> _WORK ORDER 1_: Identify every line in the listing below that contains the word "negative" and copy each of those lines.

> _TEXT_:
To the extent any ISO is not exercised within the time period provided, such ISO
shall terminate as of the date of expiration of such time period. Nothing in the
Plan shall be construed as imposing any obligation on the Company to continue
the employment of any Participant or shall interfere or restrict in any way the
rights of the Company to discharge any Employee at any time for any reason
whatsoever, with or without cause.

     6.6 Payment of Exercise Price. The exercise price of an Option shall be
paid in the form of one of more of the following, as the Committee shall
specify, either through the terms of the Option Document or at the time of
exercise of an Option: (a) cash or certified or cashiers' check, (b) shares of
capital stock of the Company that have been held by the Participant for such
period of time as the Committee may specify, (c) other property deemed
acceptable by the Committee, (d) a reduction in the number of Shares or other
property otherwise issuable pursuant to such Option, (e) payment under an
arrangement with a broker selected or approved by the Company where payment is
made pursuant to an irrevocable commitment by the broker to deliver to the
Company proceeds from the sale of the Shares issuable upon exercise of the
Option, or (f) any combination of (a) through (d).

     6.7 No Option Repricing. Without the approval of stockholders, the Company
shall not reprice any Options. For purposes of this Plan, the term "reprice"
shall mean lowering the exercise price of previously awarded Options within the
meaning of Item 402(i) under Securities and Exchange Commission Regulation S-K
(including canceling previously awarded Options and regranting them with a lower
exercise price).

> _SUPPLIED MATERIAL_:
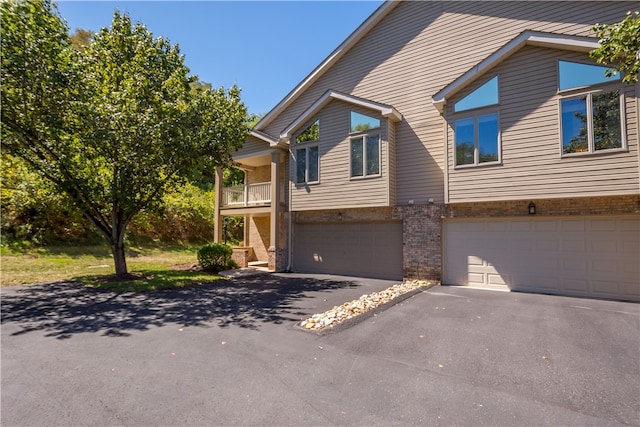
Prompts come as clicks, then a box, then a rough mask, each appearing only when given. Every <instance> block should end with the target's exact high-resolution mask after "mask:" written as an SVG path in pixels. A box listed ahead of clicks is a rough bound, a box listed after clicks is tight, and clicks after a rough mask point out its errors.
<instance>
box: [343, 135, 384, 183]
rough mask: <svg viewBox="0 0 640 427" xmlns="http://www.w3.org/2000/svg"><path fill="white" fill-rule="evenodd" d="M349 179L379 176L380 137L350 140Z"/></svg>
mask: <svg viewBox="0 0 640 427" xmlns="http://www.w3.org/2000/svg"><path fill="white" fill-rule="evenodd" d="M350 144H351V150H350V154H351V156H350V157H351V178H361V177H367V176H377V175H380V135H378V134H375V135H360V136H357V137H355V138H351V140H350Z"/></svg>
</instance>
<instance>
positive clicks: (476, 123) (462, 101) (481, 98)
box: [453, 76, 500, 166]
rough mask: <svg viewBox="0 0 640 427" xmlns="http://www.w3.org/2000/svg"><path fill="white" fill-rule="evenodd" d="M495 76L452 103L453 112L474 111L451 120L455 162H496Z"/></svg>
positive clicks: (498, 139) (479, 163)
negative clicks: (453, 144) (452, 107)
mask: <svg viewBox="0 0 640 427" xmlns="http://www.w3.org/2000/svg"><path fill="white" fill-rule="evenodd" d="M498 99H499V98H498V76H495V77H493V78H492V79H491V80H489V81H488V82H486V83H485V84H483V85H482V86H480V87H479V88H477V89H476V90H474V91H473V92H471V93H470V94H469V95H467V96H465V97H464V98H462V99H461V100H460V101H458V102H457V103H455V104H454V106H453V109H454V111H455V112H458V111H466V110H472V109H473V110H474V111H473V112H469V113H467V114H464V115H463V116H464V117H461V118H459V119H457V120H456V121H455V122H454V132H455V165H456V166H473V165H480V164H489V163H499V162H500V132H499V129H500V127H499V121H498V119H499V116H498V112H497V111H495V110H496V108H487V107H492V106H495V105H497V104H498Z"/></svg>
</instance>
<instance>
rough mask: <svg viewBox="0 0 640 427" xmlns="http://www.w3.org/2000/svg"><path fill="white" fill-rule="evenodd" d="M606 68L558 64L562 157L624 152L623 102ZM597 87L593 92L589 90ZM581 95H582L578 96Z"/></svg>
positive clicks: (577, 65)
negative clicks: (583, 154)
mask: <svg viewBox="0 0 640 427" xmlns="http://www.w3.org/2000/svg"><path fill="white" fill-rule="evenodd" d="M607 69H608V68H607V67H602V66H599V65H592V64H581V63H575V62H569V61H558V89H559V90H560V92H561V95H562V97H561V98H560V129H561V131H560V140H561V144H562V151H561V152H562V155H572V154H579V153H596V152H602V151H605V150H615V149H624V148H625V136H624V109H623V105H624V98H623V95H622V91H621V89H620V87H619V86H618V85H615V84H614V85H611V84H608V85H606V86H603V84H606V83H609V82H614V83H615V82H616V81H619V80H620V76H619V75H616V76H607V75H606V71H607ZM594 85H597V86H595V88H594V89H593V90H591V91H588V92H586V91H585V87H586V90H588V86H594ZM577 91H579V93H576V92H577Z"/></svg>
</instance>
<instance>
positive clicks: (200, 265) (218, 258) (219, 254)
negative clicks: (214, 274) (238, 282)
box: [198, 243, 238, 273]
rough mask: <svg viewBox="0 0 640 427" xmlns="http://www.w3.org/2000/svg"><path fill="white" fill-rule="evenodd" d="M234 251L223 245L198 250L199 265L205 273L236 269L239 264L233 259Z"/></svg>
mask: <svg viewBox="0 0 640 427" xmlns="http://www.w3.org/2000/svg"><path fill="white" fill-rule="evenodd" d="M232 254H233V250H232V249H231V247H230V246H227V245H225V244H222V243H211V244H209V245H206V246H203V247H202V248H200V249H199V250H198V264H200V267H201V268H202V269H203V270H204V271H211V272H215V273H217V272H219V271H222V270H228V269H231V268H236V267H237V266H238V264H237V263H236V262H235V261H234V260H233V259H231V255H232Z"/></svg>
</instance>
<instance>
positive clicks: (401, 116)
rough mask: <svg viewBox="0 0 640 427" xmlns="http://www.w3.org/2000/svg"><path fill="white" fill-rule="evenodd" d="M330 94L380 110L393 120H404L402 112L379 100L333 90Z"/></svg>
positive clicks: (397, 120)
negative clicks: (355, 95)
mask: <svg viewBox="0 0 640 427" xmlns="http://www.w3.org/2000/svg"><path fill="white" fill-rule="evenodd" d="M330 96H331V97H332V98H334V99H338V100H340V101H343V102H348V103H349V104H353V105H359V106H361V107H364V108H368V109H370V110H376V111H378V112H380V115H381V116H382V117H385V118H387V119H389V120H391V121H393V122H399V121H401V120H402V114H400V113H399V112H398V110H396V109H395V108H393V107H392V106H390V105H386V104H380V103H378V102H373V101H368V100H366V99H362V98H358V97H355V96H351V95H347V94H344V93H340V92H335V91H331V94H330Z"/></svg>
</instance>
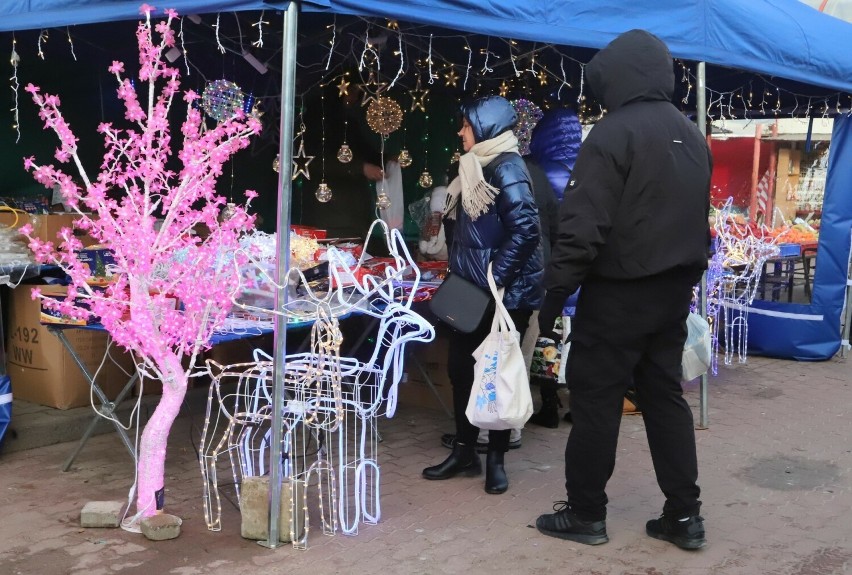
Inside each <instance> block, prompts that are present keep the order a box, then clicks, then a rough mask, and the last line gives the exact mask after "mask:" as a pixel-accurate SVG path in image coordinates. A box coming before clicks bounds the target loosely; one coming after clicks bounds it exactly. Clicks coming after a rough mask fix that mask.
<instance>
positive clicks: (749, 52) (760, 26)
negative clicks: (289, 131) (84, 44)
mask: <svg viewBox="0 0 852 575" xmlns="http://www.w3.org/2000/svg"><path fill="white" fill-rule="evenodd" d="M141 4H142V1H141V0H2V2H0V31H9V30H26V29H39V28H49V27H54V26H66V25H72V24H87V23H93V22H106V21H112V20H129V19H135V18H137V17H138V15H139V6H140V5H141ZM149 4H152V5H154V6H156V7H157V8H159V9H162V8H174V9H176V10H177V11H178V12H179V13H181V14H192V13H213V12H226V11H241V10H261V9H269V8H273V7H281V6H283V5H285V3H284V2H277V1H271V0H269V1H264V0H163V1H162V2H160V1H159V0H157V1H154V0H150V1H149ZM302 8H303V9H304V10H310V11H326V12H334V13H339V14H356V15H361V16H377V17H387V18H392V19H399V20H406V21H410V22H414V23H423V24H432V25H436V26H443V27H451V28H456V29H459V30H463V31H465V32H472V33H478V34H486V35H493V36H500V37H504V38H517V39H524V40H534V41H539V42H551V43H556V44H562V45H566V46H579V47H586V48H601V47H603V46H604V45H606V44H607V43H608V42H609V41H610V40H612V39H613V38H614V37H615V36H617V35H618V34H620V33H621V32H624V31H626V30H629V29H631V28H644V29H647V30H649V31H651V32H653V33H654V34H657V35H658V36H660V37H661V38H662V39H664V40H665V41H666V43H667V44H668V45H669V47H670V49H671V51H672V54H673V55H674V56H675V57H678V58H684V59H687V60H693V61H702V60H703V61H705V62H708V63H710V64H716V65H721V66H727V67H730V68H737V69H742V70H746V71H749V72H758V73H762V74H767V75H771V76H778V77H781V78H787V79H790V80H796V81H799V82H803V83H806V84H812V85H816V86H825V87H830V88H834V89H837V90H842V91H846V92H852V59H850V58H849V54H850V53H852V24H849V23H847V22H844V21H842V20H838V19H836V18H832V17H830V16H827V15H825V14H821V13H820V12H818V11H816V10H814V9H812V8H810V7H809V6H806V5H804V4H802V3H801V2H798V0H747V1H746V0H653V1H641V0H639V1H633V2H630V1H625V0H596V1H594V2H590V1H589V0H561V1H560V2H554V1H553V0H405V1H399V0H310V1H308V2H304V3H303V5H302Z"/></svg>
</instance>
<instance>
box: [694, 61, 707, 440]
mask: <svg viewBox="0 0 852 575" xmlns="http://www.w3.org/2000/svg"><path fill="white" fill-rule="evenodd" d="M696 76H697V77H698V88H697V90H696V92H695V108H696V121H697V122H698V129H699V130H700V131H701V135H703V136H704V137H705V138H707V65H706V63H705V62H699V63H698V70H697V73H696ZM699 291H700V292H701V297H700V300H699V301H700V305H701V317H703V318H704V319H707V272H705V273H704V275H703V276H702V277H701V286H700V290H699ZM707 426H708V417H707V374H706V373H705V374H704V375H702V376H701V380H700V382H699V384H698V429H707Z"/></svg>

> _WORK ORDER 2_: Reproduce the option plan text above from "6.6 Payment of" to "(a) through (d).".

> _WRITTEN ANSWER 1_:
negative clicks: (453, 144) (452, 107)
negative clicks: (583, 154)
negative clicks: (214, 274) (238, 282)
negative clicks: (355, 95)
negative clicks: (289, 131) (84, 44)

> _WRITTEN ANSWER 2_:
6.6 Payment of Exercise Price. The exercise price of an Option shall be
paid in the form of one of more of the following, as the Committee shall
specify, either through the terms of the Option Document or at the time of
exercise of an Option: (a) cash or certified or cashiers' check, (b) shares of
capital stock of the Company that have been held by the Participant for such
period of time as the Committee may specify, (c) other property deemed
acceptable by the Committee, (d) a reduction in the number of Shares or other
property otherwise issuable pursuant to such Option, (e) payment under an
arrangement with a broker selected or approved by the Company where payment is
made pursuant to an irrevocable commitment by the broker to deliver to the
Company proceeds from the sale of the Shares issuable upon exercise of the
Option, or (f) any combination of (a) through (d).